(ASSIGNED TASK) Reproduce word for word the stretch of the jobless claims article from "The U.S. job" through "decline of 85,000.".

(DOCUMENT EXCERPT)
§

Outdoor dining at a Philadelphia restaurant on April 4, 2021. The job market remains challenging, with the government reporting Thursday, April 8, 2021, that initial claims for state unemployment benefits rose last week. (Hannah Beier/The New York Times)

The U.S. job market remains challenging, with the government reporting Thursday that initial claims for state unemployment benefits rose last week.

A total of 741,000 workers filed first-time claims for state jobless benefits last week, an increase of 18,000, the Labor Department said. It was the second consecutive weekly increase after new claims hit a pandemic low.

At the same time, 152,000 new claims were filed for Pandemic Unemployment Assistance, a federal program covering freelancers, part-timers and others who do not routinely qualify for state benefits. That was a decline of 85,000.

Neither figure is seasonally adjusted.

“It’s surprising and disappointing,” Rubeela Farooqi, chief U.S. economist at High Frequency Economics, said of the increase in state filings. “But our expectation remains that as large sections of the economy come back online, recovery in the labor market will be ongoing.”

Increases in two states — California and New York — more than accounted for the week’s rise nationwide. Oxford Economics said it was unaware of any particular factors that might have driven claims higher in those states.

Claims rose above 1 million early in the year but have come down since then, helped by the spread of vaccinations, the easing of restrictions on businesses in many states and the arrival of $1,400 stimulus payments for most individuals.

While the rise in regular claims was a setback, the drop in Pandemic Unemployment Assistance claims was encouraging, according to AnnElizabeth Konkel, an economist at Indeed Hiring Lab.

“It’s still movement in the right direction,” she said.

§

(EXCERPTED DATA)
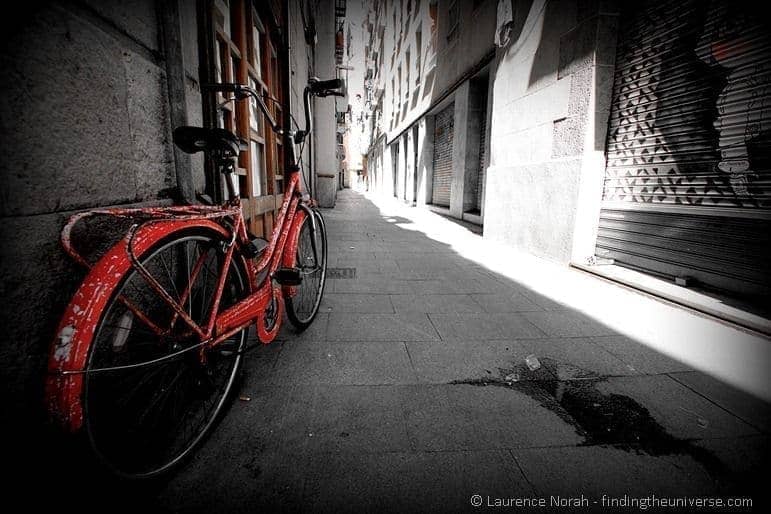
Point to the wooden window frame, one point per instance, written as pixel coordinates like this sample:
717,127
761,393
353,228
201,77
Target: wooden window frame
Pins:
239,57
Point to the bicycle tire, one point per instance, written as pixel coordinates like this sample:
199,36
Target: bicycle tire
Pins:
303,306
142,422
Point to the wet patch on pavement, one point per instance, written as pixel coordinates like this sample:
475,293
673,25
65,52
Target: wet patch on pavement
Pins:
600,417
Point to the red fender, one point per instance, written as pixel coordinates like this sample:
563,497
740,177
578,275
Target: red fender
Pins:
76,329
289,259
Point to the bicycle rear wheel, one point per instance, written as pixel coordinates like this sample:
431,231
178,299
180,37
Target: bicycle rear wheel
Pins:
143,420
302,307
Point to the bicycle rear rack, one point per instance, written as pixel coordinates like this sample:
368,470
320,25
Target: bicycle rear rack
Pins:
142,216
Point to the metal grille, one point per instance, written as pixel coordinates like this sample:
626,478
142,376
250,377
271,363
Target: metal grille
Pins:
482,157
340,273
443,132
688,181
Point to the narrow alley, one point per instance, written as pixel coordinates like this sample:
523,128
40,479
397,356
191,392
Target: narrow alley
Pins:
412,391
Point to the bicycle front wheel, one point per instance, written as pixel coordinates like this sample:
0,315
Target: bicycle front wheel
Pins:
303,306
149,399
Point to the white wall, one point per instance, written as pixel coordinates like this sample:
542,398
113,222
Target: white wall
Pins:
549,117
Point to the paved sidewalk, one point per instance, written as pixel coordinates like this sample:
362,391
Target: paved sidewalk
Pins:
411,392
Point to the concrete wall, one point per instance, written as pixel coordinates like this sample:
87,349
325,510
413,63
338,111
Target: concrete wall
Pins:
551,98
84,122
301,60
324,108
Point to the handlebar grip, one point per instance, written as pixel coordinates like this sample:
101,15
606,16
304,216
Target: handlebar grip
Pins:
326,85
224,87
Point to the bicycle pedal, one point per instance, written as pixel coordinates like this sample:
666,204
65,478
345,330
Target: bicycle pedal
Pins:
288,276
254,247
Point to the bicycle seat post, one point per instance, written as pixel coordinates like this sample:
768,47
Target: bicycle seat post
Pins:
226,164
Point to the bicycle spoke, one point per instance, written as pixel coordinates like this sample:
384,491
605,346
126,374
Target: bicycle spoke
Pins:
144,419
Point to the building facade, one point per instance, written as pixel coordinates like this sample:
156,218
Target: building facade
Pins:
91,93
632,142
427,83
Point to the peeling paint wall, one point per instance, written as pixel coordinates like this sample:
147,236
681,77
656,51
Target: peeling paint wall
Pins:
83,123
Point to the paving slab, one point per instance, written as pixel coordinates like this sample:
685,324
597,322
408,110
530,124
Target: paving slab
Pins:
575,357
356,303
410,482
744,406
358,419
349,362
469,361
434,303
380,327
505,302
641,357
596,471
484,326
480,417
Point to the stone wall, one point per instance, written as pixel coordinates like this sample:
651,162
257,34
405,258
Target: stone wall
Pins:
551,98
84,122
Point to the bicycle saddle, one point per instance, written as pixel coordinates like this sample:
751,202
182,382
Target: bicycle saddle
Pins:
199,139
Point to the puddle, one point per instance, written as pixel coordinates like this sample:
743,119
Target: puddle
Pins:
601,418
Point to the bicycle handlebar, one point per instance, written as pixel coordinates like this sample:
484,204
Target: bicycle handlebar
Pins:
315,87
326,87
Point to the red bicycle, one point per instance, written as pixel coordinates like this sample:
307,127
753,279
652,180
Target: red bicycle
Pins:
148,350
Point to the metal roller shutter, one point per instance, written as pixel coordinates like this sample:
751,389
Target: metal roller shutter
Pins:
687,188
442,181
482,157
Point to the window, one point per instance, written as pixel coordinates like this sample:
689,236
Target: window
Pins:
452,20
418,51
245,52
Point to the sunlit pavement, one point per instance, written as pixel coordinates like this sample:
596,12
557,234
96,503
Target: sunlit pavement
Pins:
443,366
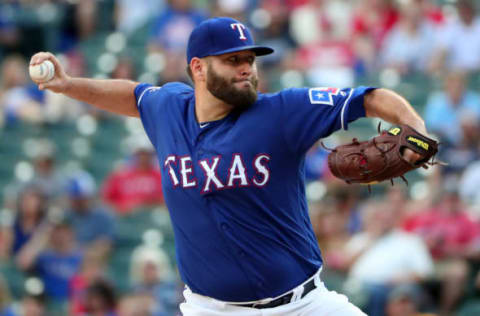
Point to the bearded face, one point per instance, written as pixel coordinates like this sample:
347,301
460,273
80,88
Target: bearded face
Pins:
226,89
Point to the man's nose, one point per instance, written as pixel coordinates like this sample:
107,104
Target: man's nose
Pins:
245,69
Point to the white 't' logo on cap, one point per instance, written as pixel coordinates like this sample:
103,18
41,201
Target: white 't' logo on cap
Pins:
240,27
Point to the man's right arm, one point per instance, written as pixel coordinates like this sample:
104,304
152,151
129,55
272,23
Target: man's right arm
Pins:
116,96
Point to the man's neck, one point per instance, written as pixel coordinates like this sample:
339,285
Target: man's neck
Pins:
209,108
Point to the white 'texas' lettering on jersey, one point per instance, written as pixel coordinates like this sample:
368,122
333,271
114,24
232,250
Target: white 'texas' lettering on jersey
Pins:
237,175
210,174
237,172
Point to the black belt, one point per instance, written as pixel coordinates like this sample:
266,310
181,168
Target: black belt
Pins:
284,299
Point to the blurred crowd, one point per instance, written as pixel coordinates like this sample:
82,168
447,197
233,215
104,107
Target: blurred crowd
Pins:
399,251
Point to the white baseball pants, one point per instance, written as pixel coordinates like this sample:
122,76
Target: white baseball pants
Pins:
319,302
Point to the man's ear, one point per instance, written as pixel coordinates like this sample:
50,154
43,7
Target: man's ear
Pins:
199,68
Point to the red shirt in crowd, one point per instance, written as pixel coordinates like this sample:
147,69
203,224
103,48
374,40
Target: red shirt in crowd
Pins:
443,231
131,187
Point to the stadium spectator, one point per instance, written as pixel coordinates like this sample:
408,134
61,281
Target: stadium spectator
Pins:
169,35
330,227
469,184
151,275
464,152
46,178
372,20
135,185
78,23
101,299
33,305
9,32
443,109
5,299
93,269
373,263
92,224
55,258
325,51
137,305
449,232
18,100
29,222
172,27
458,42
131,16
407,47
404,300
276,34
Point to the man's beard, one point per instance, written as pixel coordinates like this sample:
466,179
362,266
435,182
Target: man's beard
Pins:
225,90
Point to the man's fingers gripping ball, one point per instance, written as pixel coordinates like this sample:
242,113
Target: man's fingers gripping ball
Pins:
42,72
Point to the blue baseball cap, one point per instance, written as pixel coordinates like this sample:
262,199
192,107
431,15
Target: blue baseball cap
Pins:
221,35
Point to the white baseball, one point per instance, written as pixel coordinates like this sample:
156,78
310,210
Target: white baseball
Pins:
43,72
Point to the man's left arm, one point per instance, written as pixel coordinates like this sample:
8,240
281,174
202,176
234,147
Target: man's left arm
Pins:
393,108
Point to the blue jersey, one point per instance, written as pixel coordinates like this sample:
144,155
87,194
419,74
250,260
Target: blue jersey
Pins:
235,187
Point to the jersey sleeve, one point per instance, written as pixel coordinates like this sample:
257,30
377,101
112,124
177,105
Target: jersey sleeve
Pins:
148,98
313,113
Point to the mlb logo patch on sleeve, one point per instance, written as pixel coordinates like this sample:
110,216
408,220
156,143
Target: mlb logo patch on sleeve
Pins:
322,95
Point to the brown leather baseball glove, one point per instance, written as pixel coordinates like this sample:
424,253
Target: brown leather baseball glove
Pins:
380,158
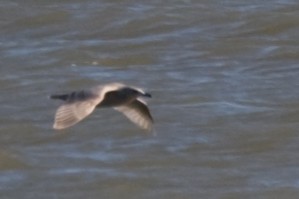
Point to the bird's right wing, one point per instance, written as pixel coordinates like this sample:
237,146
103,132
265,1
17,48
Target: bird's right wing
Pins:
138,113
78,106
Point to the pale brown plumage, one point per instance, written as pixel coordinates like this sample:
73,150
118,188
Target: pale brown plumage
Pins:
80,104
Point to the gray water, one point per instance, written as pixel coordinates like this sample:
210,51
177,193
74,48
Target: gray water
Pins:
224,78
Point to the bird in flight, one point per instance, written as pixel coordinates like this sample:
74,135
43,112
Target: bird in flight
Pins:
125,99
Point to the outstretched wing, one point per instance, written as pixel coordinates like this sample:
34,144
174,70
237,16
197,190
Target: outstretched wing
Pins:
138,113
78,106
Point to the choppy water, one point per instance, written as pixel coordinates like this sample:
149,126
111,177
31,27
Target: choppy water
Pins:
224,80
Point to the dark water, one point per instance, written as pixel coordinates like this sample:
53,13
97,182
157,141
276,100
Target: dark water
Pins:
224,80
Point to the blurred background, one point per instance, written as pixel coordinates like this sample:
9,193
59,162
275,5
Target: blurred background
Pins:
224,81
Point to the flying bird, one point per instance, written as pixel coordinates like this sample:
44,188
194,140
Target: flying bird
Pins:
125,99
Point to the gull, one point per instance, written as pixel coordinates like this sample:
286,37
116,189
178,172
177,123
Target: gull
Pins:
125,99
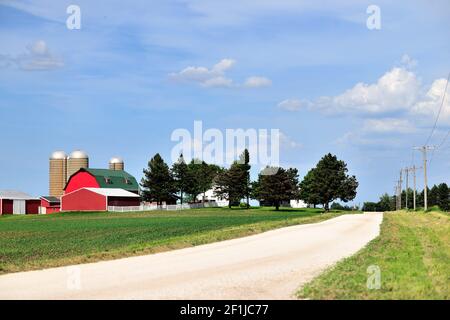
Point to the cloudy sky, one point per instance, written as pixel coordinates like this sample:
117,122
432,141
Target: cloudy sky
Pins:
136,71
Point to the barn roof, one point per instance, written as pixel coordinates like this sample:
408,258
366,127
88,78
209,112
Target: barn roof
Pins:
15,195
51,199
113,192
108,178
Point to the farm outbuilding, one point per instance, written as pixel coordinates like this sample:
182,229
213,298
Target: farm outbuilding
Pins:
98,199
50,204
16,202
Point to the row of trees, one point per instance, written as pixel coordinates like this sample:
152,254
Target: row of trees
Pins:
327,182
183,181
438,195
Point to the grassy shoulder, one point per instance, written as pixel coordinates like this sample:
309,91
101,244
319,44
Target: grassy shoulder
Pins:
35,242
412,252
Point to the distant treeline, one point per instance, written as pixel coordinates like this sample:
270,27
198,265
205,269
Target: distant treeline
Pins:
438,195
327,182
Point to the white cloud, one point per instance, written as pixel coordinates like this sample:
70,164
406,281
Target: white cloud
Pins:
291,104
206,77
408,62
287,142
257,82
216,76
223,65
218,82
388,125
397,89
36,58
432,100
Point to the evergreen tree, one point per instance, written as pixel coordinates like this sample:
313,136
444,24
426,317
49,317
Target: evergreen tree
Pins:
443,198
229,184
182,177
278,186
244,162
309,189
157,183
331,181
386,203
433,196
202,176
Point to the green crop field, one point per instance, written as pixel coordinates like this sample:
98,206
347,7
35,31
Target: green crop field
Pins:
38,241
413,257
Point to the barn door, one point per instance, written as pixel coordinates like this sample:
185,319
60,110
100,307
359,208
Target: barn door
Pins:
19,207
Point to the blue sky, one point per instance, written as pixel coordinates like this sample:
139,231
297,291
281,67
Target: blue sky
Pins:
121,84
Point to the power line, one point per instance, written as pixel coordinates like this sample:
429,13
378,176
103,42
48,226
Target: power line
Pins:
434,127
439,112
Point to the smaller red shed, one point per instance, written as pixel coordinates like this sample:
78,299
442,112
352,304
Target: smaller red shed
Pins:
50,205
98,199
16,202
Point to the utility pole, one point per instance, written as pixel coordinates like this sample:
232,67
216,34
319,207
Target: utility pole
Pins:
413,169
424,150
400,186
406,192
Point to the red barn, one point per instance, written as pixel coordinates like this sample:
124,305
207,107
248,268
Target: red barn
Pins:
98,199
16,202
101,178
50,205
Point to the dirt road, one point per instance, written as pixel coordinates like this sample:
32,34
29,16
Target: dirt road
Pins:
271,265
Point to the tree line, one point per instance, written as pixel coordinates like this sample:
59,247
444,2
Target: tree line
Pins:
438,195
326,182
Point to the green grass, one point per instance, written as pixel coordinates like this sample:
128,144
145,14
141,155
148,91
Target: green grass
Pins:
33,242
412,252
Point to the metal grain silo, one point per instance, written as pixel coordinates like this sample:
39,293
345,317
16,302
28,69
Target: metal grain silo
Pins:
77,159
57,173
116,163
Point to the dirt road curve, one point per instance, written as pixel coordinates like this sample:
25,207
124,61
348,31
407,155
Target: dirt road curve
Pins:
271,265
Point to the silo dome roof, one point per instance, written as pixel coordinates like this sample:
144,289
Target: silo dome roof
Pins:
78,154
116,160
58,155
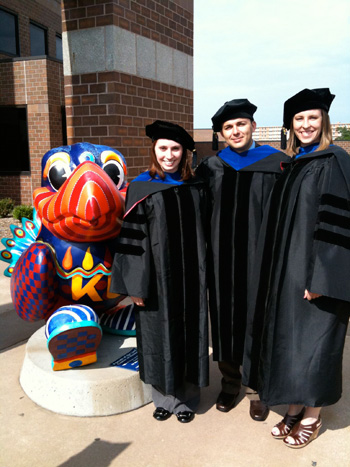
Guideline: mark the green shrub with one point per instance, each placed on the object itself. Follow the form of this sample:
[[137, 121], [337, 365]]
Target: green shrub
[[6, 206], [23, 211]]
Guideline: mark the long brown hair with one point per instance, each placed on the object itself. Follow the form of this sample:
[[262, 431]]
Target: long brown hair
[[184, 166], [293, 143]]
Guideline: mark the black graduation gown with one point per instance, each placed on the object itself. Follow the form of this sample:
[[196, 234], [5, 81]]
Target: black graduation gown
[[304, 244], [238, 199], [161, 257]]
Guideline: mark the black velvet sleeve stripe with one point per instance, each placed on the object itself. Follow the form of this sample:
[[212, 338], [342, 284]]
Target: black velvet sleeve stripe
[[333, 238], [129, 249], [135, 218], [132, 233], [335, 201], [334, 219]]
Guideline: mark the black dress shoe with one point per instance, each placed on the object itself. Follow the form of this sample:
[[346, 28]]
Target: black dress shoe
[[225, 402], [258, 411], [161, 414], [185, 417]]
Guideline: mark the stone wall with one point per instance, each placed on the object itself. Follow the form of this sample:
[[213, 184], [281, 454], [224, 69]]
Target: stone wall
[[126, 64]]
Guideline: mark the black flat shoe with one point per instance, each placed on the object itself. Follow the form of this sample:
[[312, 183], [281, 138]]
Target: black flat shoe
[[185, 417], [161, 414]]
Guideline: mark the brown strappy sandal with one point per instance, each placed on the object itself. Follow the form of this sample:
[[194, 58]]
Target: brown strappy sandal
[[303, 434], [285, 426]]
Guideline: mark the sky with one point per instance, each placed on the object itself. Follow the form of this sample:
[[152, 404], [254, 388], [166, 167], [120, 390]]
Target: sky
[[267, 51]]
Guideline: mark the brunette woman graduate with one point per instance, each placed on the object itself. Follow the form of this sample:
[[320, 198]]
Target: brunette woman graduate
[[302, 304], [161, 264]]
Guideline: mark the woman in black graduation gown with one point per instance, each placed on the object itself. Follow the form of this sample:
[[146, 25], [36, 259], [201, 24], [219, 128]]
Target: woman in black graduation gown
[[161, 264], [302, 304]]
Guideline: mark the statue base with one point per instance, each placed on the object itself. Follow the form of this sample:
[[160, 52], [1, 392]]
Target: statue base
[[90, 391]]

§

(EXERCISE OUTPUT)
The U.S. job market remains challenging, with the government reporting Thursday that initial claims for state unemployment benefits rose last week.

A total of 741,000 workers filed first-time claims for state jobless benefits last week, an increase of 18,000, the Labor Department said. It was the second consecutive weekly increase after new claims hit a pandemic low.

At the same time, 152,000 new claims were filed for Pandemic Unemployment Assistance, a federal program covering freelancers, part-timers and others who do not routinely qualify for state benefits. That was a decline of 85,000.